Omit every picture while repeating the entries exactly.

SUPPLIED INFORMATION Block Start

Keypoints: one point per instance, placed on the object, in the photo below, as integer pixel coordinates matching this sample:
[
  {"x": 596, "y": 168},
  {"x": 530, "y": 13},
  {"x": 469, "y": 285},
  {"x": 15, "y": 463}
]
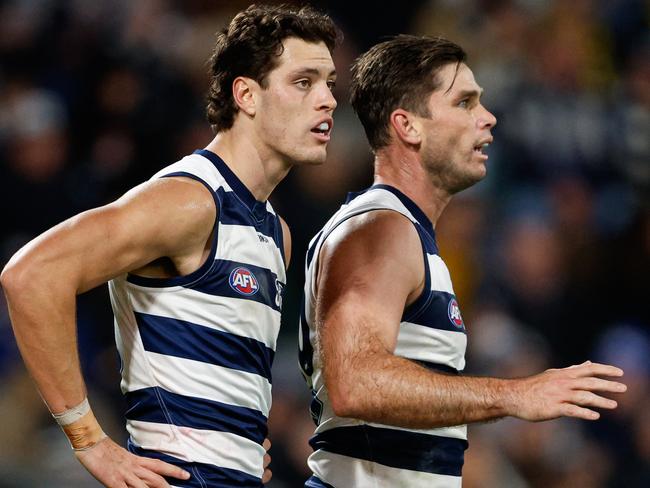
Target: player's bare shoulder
[{"x": 183, "y": 210}]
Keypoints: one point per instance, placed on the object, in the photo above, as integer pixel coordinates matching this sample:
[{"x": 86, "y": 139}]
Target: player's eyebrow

SUPPLIED INFORMATION Block End

EXERCISE OUTPUT
Keypoints: one point per instance, placed on the object, in the photo below, as integer pixel coordinates matching this sample:
[
  {"x": 596, "y": 168},
  {"x": 530, "y": 13},
  {"x": 469, "y": 285},
  {"x": 15, "y": 463}
]
Target: player's bare shoulder
[{"x": 183, "y": 210}]
Keypoints: one point per instance, placed on the object, in the photo above, as integer pixel coordinates matching this sample:
[{"x": 86, "y": 139}]
Target: player's eyebrow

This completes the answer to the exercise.